#### REQUIRED ACTION:
The lines to copy are those in the listing that hold the word "face".

#### SUPPLIED MATERIAL:
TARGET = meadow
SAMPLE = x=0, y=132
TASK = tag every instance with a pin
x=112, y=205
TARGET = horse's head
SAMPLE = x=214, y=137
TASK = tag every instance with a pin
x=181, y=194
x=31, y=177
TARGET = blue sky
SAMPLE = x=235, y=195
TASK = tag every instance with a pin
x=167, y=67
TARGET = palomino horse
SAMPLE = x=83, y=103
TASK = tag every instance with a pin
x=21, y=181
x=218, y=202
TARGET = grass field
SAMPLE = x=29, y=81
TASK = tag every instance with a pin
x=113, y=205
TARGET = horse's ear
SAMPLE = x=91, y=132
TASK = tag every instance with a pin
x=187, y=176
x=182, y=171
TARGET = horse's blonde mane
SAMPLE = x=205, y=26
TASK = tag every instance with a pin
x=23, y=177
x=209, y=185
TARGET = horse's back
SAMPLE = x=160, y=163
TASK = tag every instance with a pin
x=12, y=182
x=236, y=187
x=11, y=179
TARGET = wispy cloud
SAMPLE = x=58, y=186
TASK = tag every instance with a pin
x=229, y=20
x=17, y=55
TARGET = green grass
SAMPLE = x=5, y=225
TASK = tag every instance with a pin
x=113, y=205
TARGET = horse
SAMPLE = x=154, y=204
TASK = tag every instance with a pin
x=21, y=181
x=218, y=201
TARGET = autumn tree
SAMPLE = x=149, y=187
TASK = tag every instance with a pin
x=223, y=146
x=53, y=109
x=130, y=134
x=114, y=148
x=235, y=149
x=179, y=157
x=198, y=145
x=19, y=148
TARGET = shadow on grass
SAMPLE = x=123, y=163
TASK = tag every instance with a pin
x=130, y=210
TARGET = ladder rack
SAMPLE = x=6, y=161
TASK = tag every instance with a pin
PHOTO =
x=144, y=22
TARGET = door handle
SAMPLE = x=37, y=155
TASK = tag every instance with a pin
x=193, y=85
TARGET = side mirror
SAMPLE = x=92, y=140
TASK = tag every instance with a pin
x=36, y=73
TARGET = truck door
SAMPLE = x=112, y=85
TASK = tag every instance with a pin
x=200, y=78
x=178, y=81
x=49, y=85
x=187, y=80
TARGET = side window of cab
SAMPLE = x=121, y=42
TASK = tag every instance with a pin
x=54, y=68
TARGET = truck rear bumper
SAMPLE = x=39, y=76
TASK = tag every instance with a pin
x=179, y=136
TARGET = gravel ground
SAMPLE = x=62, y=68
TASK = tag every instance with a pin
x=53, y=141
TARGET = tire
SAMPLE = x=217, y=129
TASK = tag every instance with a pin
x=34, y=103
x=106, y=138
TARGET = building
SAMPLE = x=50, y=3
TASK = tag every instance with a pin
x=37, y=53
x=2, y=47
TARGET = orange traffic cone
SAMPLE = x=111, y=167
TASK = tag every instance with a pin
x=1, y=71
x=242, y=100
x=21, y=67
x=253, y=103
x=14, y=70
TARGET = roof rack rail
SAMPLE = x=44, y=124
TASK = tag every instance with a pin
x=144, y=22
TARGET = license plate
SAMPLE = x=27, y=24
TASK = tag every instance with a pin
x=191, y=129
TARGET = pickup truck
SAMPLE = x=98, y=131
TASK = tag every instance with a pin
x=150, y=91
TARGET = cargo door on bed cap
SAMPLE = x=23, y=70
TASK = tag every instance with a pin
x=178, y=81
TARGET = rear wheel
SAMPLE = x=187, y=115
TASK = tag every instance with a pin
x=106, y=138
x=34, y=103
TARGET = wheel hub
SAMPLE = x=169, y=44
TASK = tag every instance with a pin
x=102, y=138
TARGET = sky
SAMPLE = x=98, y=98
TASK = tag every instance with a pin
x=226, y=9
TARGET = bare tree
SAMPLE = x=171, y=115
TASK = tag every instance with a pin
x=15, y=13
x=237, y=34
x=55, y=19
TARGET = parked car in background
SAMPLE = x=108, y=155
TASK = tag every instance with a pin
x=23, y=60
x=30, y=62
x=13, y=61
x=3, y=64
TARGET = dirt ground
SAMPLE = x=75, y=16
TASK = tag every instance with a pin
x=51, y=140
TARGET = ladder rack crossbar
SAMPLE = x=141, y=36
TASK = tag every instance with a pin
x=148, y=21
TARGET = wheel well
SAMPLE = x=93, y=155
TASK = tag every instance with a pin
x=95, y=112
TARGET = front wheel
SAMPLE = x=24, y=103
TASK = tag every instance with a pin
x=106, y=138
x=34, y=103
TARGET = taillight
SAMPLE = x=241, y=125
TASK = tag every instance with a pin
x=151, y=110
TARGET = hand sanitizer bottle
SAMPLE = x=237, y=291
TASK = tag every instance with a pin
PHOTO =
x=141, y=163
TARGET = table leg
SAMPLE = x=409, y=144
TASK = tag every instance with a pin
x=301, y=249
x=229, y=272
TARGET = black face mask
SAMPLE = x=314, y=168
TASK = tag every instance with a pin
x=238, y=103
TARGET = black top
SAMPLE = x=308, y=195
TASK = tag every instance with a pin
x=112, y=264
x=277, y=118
* * *
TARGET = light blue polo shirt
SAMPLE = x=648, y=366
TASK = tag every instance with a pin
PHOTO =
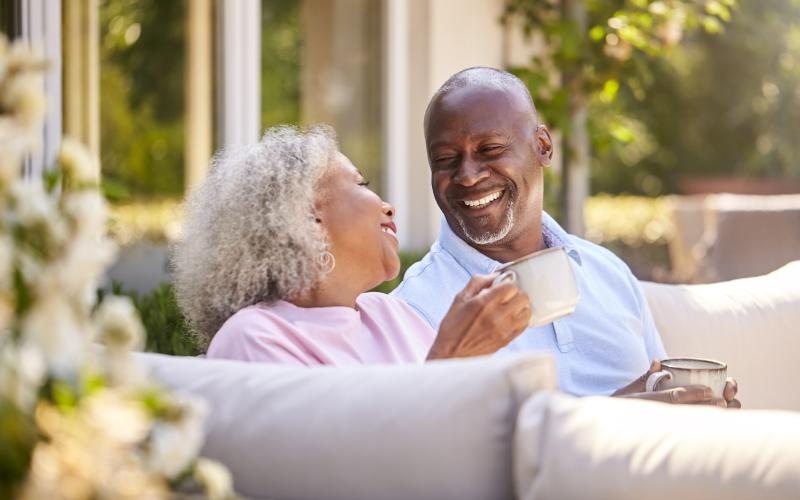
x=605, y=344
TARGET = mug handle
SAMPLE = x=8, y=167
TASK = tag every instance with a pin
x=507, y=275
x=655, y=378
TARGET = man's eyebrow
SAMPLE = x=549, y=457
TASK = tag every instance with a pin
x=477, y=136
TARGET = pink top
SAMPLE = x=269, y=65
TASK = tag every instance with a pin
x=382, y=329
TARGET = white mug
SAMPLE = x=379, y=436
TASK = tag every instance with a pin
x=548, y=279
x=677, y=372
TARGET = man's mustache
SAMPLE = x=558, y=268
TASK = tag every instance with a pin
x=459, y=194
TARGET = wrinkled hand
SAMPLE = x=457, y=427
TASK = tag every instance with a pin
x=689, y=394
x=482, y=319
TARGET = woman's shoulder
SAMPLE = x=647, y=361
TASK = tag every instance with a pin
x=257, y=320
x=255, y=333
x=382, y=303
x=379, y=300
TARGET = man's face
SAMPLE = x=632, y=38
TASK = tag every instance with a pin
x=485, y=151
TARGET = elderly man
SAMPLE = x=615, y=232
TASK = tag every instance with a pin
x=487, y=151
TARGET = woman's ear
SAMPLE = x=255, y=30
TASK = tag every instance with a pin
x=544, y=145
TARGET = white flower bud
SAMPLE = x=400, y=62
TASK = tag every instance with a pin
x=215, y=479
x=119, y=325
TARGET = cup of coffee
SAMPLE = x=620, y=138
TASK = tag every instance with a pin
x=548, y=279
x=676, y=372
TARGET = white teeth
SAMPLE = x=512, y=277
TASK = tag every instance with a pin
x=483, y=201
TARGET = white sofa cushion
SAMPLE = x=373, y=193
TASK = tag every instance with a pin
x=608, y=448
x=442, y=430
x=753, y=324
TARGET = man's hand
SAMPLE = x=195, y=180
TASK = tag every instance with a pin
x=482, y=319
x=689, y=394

#### REPLY TO THE TASK:
TARGET = black face mask
TARGET = man's face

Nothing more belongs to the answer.